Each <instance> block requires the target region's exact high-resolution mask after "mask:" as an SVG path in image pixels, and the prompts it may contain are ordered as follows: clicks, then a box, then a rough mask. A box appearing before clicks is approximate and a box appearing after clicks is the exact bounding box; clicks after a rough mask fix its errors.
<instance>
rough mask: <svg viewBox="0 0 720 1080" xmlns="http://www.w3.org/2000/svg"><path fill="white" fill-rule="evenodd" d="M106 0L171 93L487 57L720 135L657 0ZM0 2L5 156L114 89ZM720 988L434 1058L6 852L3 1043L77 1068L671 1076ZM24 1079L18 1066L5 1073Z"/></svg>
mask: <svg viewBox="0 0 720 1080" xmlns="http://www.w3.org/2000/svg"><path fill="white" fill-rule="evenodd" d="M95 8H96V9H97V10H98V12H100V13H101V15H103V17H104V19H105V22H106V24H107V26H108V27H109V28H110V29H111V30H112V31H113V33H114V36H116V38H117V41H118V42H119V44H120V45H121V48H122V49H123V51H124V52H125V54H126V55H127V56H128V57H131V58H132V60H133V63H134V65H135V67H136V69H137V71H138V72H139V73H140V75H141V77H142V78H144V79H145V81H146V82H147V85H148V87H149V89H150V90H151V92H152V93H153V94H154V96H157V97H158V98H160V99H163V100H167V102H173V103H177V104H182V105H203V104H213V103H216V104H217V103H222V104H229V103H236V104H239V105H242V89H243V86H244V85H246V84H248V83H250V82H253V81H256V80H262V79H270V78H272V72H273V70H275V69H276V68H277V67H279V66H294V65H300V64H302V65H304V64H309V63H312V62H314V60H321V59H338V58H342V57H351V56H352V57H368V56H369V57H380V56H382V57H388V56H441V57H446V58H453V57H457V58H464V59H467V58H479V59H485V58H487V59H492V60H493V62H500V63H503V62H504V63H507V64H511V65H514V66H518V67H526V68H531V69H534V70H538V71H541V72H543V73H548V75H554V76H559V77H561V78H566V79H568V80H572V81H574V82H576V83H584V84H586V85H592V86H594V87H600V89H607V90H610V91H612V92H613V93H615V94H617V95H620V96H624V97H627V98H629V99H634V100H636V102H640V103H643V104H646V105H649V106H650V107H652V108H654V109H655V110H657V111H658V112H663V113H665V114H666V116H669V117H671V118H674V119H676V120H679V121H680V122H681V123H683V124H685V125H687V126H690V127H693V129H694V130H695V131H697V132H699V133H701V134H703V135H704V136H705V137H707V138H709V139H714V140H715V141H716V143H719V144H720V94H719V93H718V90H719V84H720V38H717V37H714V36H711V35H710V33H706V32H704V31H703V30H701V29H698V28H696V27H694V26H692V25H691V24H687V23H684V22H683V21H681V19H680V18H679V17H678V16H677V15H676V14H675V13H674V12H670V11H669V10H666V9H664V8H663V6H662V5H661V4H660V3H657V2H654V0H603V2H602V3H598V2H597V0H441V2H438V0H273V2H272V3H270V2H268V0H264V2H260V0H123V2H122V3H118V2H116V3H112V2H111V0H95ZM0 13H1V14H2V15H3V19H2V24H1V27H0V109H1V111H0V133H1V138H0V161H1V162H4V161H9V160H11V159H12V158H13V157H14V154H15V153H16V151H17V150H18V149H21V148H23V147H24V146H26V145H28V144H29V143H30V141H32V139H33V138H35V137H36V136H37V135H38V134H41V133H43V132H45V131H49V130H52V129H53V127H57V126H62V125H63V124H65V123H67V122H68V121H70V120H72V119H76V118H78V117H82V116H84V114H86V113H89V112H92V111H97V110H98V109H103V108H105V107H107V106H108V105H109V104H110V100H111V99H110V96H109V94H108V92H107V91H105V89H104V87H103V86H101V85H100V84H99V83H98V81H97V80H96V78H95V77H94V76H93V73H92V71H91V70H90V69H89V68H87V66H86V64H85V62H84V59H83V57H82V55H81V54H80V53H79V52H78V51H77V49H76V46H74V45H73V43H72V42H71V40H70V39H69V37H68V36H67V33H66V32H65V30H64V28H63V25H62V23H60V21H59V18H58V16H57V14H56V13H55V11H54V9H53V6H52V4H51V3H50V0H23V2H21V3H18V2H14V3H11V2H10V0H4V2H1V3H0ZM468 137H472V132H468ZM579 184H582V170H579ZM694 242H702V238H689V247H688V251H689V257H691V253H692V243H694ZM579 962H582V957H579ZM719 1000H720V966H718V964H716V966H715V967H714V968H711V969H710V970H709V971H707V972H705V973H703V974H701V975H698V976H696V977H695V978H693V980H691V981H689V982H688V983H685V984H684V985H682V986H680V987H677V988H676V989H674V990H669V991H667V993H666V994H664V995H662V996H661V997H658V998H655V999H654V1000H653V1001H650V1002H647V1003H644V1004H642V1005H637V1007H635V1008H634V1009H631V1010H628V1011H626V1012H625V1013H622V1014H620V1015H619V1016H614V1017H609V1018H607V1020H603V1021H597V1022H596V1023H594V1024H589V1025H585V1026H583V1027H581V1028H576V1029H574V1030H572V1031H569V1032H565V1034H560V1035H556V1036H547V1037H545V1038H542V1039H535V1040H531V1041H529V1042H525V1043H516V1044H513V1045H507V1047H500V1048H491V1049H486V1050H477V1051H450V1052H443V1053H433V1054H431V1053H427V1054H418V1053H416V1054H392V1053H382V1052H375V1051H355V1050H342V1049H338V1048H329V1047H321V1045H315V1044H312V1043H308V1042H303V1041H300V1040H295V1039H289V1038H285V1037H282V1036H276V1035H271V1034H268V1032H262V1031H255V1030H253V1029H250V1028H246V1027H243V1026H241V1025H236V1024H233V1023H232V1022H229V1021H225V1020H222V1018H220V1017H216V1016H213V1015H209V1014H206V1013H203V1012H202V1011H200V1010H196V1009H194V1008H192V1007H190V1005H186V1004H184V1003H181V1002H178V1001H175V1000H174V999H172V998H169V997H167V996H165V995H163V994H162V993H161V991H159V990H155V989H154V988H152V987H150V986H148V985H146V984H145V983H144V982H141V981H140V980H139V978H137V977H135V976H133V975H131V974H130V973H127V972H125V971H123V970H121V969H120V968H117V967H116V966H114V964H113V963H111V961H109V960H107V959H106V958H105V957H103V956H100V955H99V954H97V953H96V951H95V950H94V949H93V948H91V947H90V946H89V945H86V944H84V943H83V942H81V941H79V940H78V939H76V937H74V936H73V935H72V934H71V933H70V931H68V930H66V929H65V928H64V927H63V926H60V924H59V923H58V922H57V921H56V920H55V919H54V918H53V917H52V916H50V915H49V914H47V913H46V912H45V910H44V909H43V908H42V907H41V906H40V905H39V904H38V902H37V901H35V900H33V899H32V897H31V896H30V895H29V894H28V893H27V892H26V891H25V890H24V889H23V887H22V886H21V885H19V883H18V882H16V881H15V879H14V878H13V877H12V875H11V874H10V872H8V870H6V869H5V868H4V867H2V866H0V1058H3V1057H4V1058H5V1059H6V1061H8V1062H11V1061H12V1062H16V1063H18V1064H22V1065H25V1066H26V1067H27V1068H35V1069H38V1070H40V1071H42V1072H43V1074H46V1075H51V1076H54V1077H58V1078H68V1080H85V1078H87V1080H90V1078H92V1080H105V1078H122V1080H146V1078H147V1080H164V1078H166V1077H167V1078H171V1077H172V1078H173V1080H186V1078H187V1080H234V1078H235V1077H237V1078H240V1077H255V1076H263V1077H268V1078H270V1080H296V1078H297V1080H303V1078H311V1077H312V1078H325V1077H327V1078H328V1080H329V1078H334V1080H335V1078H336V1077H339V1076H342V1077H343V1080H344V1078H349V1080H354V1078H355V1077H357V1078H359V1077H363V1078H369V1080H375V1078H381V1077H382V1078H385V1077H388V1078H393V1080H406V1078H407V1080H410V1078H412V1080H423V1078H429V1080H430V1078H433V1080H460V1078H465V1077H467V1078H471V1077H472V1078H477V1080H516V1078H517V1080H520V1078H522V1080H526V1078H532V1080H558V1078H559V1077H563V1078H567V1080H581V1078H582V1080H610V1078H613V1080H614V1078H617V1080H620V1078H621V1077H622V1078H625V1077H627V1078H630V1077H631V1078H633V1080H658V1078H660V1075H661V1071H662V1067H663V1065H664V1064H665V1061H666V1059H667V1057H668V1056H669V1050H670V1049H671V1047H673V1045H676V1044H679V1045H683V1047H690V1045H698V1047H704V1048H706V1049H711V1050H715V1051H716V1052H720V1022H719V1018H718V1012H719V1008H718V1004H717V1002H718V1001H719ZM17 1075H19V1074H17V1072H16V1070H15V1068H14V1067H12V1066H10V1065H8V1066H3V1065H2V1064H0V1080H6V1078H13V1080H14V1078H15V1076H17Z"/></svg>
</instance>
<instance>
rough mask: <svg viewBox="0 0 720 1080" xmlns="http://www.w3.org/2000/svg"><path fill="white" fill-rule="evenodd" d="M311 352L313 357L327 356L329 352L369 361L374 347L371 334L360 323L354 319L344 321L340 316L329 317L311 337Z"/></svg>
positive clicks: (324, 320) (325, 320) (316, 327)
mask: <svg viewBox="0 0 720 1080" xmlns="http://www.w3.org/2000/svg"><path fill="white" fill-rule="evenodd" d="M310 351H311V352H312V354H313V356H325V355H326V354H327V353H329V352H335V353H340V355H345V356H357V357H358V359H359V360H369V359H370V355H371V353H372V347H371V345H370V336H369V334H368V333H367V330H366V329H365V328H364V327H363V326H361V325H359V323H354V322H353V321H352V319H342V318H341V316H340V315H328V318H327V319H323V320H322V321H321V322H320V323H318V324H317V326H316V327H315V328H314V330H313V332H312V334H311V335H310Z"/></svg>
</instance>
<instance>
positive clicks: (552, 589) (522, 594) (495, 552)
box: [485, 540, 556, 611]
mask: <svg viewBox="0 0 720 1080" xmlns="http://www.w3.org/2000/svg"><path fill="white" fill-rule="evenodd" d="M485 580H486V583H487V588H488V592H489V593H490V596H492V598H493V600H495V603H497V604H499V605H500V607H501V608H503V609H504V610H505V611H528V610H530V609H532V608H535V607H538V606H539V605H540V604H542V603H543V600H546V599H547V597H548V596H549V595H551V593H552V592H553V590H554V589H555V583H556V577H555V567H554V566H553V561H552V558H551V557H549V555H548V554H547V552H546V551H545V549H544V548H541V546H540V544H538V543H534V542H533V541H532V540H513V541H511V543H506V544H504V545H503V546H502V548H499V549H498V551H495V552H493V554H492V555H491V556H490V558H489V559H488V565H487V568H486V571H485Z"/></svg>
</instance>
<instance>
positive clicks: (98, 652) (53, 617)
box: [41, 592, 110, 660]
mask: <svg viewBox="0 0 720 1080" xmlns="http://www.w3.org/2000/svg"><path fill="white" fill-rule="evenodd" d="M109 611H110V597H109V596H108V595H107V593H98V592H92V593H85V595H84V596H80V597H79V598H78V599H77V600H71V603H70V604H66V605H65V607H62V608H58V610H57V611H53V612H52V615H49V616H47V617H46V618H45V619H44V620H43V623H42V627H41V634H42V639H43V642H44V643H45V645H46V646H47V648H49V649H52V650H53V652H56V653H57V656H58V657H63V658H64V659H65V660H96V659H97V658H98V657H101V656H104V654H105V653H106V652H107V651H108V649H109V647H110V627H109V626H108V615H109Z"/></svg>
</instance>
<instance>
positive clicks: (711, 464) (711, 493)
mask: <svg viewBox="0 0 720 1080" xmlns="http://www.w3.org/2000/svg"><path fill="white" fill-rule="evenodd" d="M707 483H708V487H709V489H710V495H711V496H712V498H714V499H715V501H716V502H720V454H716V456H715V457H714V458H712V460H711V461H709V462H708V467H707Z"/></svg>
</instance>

* * * *

--- Directions for this task ---
State how many lines of the data above contain the string "clicks", matching case exactly, and reply with only that number.

--- Finished task ---
5